REQUIRED TASK 1 – Translate this sentence from the Supreme Court article below into Spanish: "It is true that the U.S. Supreme Court is a political institution."

TEXT –
The Racist History of the U.S. Supreme Court – Part 1

by Richard Foard

October 16, 2020

With the death of Supreme Court Justice Ruth Bader Ginsburg and the nomination by President Donald Trump of Amy Coney Barrett to immediately fill Ginsburg’s position on the Court, competing factions of the U.S. ruling class have geared up for a furious battle over Trump’s third appointment to that Court. The Democrats threaten to retaliate against Trump’s plan (if they win the 2020 presidential election and retake the U.S. Senate) by expanding the number of justices on the Court and then packing it with liberal justices. Liberal and conservative media pundits, law professors and political analysts have all staked out their positions.

They are all promoting the idea that Trump’s presumed success in jamming Barrett’s nomination through the U.S. Senate will fundamentally change the U.S. political and legal landscape.

But for whom? It is true that the U.S. Supreme Court is a political institution. The mythology spread among the population that the judicial system is able to deal out justice because they are above politics and the class struggle is slowly beginning to lose its grip. The political nature of the courts and the “injustice” system has become more apparent in the wake of countless murders of Black and Latino workers by racist cops who go unpunished. Nevertheless, many workers who justifiably hate the open racism and fascism of the Trump administration still believe that appointing liberal justices to the Supreme Court can significantly change our lives.

For the working class, this is a deadly illusion. First, how could the survival of any “democracy” hang on the appointment of one person to one branch of the government when real power in the society lies with a ruling class of bankers and billionaires? More importantly, regardless of liberal or conservative sentiments, party affiliation or loyalty to any particular president amongst the justices of the U.S. Supreme Court, the institution itself has constantly ratified and enforced a racist, anti-working class system of laws. The immediate targets of these racist attacks ranged from freed black slaves to laborers from Japan and China. But the divisive effect of these decisions has greatly aided the racist ruling class, while being a dagger through the heart of working class unity. Even Court decisions that have invalidated racial segregation or otherwise struck down discriminatory practices have frequently been undermined by a failure to enforce those decisions, or by later decisions which weakened their scope.

REQUIRED TASK 2 – How many lines of the entries below contain the word "standing"? Give only the number.

Pointing entries –
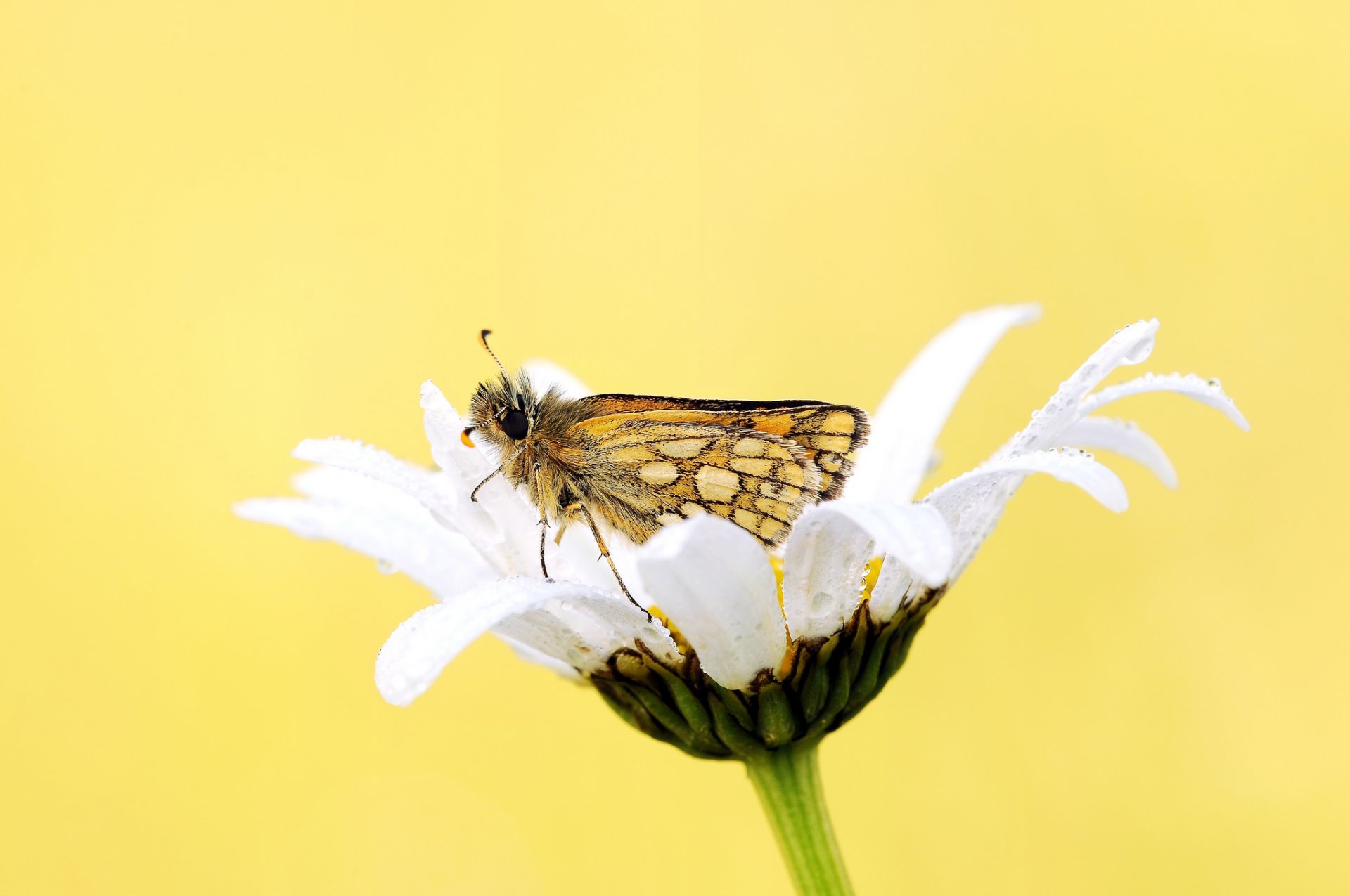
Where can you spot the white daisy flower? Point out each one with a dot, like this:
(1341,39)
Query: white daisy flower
(733,661)
(750,656)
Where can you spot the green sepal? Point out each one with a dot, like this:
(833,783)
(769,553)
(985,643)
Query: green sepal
(686,702)
(776,724)
(739,740)
(817,686)
(733,703)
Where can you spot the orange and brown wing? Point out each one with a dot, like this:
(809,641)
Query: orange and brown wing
(829,434)
(643,472)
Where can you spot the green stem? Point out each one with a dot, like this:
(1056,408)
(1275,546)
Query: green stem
(789,786)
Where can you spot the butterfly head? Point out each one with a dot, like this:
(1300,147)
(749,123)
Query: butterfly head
(503,410)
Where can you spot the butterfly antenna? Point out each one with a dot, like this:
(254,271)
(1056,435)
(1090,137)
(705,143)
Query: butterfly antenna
(482,338)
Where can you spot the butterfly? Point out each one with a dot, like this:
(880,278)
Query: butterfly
(636,463)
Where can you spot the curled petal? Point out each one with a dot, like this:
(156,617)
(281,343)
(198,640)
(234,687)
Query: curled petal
(1206,391)
(974,502)
(423,645)
(1129,346)
(380,525)
(911,417)
(589,626)
(714,582)
(444,428)
(892,586)
(830,544)
(1126,439)
(538,658)
(368,460)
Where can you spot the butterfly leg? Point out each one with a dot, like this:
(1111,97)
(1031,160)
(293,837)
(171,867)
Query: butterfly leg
(543,540)
(604,552)
(472,495)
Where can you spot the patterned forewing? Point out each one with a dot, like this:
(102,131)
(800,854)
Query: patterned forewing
(648,473)
(829,434)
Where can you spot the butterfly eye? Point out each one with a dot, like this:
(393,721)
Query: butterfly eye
(516,424)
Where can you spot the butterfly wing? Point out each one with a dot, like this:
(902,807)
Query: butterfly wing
(829,434)
(758,465)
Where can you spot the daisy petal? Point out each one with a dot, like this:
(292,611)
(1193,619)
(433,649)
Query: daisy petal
(538,658)
(368,460)
(444,428)
(908,422)
(546,374)
(589,626)
(830,544)
(1131,346)
(1206,391)
(1126,439)
(714,582)
(974,502)
(428,554)
(889,591)
(423,645)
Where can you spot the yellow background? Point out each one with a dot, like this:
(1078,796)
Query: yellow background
(229,226)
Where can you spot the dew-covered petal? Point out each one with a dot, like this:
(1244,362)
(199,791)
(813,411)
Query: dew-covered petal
(830,545)
(974,502)
(889,592)
(546,374)
(501,523)
(1207,391)
(538,658)
(400,538)
(714,582)
(1126,439)
(1131,346)
(588,628)
(911,417)
(416,482)
(444,429)
(423,645)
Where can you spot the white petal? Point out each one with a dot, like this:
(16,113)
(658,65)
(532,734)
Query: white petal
(830,544)
(714,582)
(538,658)
(1204,390)
(1126,439)
(427,552)
(974,502)
(913,413)
(546,374)
(444,428)
(422,647)
(890,590)
(1129,346)
(588,628)
(501,524)
(416,482)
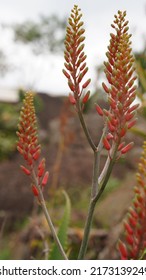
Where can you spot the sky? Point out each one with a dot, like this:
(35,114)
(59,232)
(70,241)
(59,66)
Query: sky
(44,73)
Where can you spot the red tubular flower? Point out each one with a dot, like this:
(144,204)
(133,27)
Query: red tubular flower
(135,223)
(119,71)
(28,145)
(75,58)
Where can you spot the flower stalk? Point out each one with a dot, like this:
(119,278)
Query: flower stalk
(120,117)
(30,149)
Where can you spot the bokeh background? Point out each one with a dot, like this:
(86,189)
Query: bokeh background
(31,58)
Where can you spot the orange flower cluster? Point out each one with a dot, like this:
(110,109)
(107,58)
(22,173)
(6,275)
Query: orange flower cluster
(134,243)
(121,91)
(28,145)
(75,58)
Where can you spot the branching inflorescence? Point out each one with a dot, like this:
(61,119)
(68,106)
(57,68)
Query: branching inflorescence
(118,119)
(133,245)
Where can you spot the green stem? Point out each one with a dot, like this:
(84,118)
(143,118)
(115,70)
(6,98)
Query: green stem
(92,205)
(85,129)
(87,228)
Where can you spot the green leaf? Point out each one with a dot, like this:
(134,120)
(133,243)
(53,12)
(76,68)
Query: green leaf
(62,231)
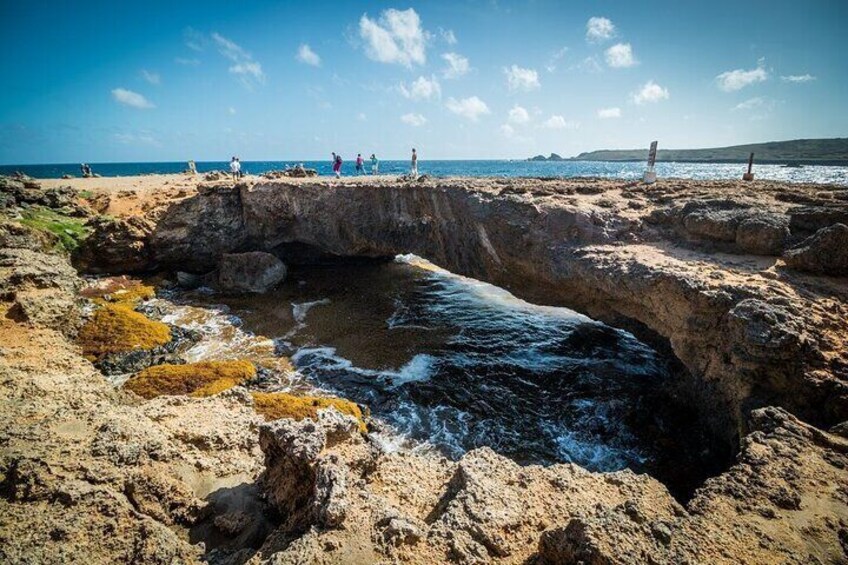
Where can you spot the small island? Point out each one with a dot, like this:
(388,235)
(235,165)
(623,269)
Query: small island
(553,157)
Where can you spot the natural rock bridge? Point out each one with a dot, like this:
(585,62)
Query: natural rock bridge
(696,273)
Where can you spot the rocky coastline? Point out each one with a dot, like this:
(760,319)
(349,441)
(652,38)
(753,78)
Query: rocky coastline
(744,284)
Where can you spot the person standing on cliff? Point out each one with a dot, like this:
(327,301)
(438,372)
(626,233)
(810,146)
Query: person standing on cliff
(337,165)
(414,171)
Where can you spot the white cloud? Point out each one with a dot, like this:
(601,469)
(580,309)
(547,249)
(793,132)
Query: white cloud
(244,66)
(750,104)
(798,78)
(737,79)
(422,89)
(151,77)
(397,37)
(590,65)
(457,65)
(519,78)
(518,115)
(599,29)
(306,55)
(471,108)
(415,120)
(607,113)
(620,56)
(558,122)
(130,98)
(650,92)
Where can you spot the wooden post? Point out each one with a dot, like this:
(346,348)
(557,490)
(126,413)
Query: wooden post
(749,175)
(650,176)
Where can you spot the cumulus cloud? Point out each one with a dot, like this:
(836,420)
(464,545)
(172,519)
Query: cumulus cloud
(518,78)
(306,55)
(607,113)
(798,78)
(244,66)
(415,120)
(738,79)
(457,65)
(397,37)
(130,98)
(470,108)
(620,56)
(650,92)
(599,29)
(558,122)
(150,76)
(422,89)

ANSWER 1 – Es cierto que la Corte Suprema de EE. UU. es una institución política.

ANSWER 2 – 2